> DO THIS
Update the material below so that each "Could you kindly segment" becomes "Please segment", keeping every other line and character unchanged.

Raw records
• • • • • • •

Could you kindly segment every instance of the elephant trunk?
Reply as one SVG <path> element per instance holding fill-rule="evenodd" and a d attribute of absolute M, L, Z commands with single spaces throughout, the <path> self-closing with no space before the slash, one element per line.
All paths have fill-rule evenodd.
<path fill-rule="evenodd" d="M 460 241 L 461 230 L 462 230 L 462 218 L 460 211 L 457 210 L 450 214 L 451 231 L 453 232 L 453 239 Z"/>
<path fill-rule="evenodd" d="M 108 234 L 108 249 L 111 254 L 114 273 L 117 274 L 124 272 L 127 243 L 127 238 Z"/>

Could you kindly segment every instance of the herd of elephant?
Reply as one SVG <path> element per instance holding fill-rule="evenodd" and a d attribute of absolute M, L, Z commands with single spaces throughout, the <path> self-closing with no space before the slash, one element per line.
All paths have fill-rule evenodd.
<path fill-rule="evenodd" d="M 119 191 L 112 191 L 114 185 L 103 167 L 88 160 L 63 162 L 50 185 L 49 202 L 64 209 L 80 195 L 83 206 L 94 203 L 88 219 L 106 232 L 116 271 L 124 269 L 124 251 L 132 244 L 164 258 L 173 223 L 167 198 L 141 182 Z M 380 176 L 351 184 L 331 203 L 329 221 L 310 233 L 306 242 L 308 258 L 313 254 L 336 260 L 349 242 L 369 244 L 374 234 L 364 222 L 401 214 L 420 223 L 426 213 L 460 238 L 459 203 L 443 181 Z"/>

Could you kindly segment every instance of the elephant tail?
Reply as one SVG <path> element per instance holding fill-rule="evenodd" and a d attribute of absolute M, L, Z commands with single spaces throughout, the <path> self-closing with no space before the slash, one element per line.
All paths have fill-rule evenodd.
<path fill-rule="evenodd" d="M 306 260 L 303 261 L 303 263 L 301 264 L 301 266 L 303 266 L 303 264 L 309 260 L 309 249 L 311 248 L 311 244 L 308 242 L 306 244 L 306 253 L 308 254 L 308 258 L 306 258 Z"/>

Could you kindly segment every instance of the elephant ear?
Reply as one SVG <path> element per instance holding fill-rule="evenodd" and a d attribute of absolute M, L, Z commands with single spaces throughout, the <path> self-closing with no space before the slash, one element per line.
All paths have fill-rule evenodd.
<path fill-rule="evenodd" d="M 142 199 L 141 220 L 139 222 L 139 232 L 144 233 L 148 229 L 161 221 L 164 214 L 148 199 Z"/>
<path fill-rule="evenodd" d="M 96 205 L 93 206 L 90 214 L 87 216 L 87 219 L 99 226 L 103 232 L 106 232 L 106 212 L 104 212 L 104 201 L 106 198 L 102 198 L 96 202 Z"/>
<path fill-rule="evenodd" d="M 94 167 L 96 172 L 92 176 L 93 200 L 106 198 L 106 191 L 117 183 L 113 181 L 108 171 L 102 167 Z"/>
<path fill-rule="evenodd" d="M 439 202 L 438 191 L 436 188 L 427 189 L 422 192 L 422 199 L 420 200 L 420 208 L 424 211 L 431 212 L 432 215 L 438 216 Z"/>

• • • • • • •

> WRITTEN ANSWER
Please segment every instance of the elephant trunk?
Reply as one SVG <path> element per instance holding fill-rule="evenodd" and a d attribute of absolute M, L, Z commands with single spaces throughout, the <path> self-closing with no space before the slash, one element per line.
All paths have fill-rule evenodd.
<path fill-rule="evenodd" d="M 460 241 L 461 230 L 462 230 L 462 218 L 460 211 L 457 210 L 450 214 L 451 231 L 453 232 L 453 239 Z"/>
<path fill-rule="evenodd" d="M 108 234 L 108 249 L 111 254 L 114 273 L 117 274 L 124 272 L 127 243 L 127 238 Z"/>

Please segment every instance of the herd of elephant?
Reply as one SVG <path> element per instance holding fill-rule="evenodd" and a d attribute of absolute M, L, Z commands with single spaces throughout, the <path> self-closing with no space before the slash, one element per line.
All paths have fill-rule evenodd.
<path fill-rule="evenodd" d="M 119 191 L 112 191 L 114 185 L 103 167 L 88 160 L 63 162 L 50 185 L 49 202 L 64 209 L 80 195 L 83 206 L 94 203 L 88 219 L 106 232 L 116 271 L 124 269 L 124 251 L 132 244 L 164 258 L 173 223 L 167 198 L 141 182 Z M 380 176 L 351 184 L 331 203 L 329 221 L 310 233 L 306 242 L 308 258 L 313 254 L 336 260 L 349 242 L 369 244 L 374 234 L 364 222 L 401 214 L 420 223 L 426 213 L 460 238 L 459 203 L 443 181 Z"/>

Please segment every instance of the elephant tail?
Reply as one SVG <path> element per instance holding fill-rule="evenodd" and a d attribute of absolute M, L, Z commands with single spaces throughout, the <path> self-closing with no space before the slash, one element per line.
All paths have fill-rule evenodd.
<path fill-rule="evenodd" d="M 306 260 L 303 261 L 303 263 L 301 264 L 301 266 L 303 266 L 303 264 L 309 260 L 309 249 L 311 248 L 311 244 L 308 242 L 306 244 L 306 253 L 308 254 L 308 258 L 306 258 Z"/>

Please segment every instance of the elephant ear?
Reply as one SVG <path> element per instance holding fill-rule="evenodd" and a d attribute of absolute M, L, Z commands with single spaces throughout, the <path> self-closing with no space before the slash, one element per line.
All paths have fill-rule evenodd.
<path fill-rule="evenodd" d="M 142 199 L 141 220 L 139 222 L 139 232 L 144 233 L 148 229 L 161 221 L 164 214 L 148 199 Z"/>
<path fill-rule="evenodd" d="M 96 205 L 93 206 L 90 214 L 87 216 L 87 219 L 99 226 L 103 232 L 106 232 L 106 212 L 104 212 L 104 201 L 106 198 L 102 198 L 96 202 Z"/>
<path fill-rule="evenodd" d="M 94 167 L 96 172 L 92 176 L 93 200 L 106 198 L 106 191 L 117 183 L 113 181 L 108 171 L 102 167 Z"/>
<path fill-rule="evenodd" d="M 439 202 L 438 191 L 436 188 L 427 189 L 422 192 L 422 199 L 420 200 L 420 208 L 424 211 L 431 212 L 432 215 L 438 216 Z"/>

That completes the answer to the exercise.